Excerpts from point annotation data
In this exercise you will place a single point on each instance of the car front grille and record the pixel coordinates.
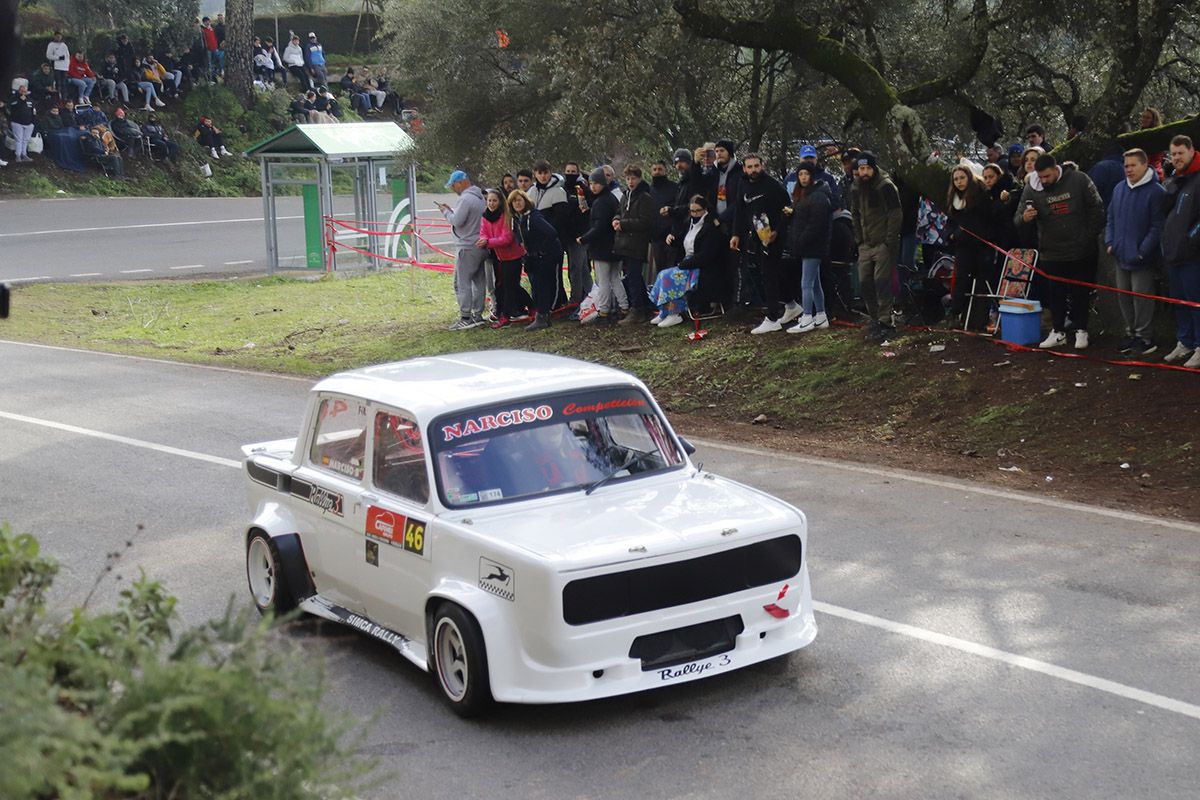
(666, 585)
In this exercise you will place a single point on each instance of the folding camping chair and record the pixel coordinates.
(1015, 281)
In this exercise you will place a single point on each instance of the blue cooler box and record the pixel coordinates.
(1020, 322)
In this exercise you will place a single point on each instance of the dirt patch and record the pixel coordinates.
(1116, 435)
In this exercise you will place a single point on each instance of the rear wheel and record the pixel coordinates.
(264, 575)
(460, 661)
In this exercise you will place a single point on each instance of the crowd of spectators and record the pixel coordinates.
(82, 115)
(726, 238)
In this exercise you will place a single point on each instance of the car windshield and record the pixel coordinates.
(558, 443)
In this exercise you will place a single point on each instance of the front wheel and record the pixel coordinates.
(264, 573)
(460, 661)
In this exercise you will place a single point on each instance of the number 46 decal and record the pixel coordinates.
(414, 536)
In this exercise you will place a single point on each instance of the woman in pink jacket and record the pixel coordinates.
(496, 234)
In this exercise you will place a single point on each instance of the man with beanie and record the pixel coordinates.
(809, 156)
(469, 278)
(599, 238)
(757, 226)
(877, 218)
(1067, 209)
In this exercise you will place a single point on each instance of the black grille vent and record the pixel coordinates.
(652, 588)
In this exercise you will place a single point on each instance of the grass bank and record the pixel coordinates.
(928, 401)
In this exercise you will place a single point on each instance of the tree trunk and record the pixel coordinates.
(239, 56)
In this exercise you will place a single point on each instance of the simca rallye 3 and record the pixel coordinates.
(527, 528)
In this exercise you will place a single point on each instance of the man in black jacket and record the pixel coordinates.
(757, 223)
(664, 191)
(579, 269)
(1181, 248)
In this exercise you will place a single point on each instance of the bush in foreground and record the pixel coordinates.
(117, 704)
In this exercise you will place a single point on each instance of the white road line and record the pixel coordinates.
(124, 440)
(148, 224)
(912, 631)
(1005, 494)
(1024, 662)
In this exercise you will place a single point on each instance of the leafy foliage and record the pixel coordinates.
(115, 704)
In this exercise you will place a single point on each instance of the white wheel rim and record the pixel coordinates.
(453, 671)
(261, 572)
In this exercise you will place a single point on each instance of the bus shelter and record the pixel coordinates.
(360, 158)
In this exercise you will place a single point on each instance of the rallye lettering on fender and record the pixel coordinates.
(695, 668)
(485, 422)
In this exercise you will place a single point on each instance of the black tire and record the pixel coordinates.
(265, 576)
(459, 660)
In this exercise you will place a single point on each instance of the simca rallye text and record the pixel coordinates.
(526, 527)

■ Goal ■
Copy the lines word for word, starting with the line that contains "foreground and record the pixel coordinates." and going on through the last line above.

■ Solution to this problem ■
In this exercise you will place a single point on each instance of the bush in foreground and record the pixel coordinates.
(117, 704)
In this exercise you will place a single point on each instance of the white road line and record the pixel coordinates.
(124, 440)
(148, 224)
(912, 631)
(1005, 494)
(1024, 662)
In this exercise you will place a single point on each instance of the leafy foliage and record the pixel coordinates.
(115, 704)
In this exercise you will place a single point on each instance of the white wheel rim and record the pixel coordinates.
(453, 671)
(261, 572)
In this exercise you will place a single point on each instance of the bus shelter and record the pixel coordinates.
(360, 158)
In this exercise you will place a single point on each instance of the rallye lettering on fender and record the pixel coordinates.
(695, 668)
(485, 422)
In this exercise you will place a single point on each instance of the black tire and record the pixel coordinates.
(265, 576)
(459, 660)
In this exercise you will place a single point on each instance of the simca rallye text and record the pixel coordinates.
(526, 527)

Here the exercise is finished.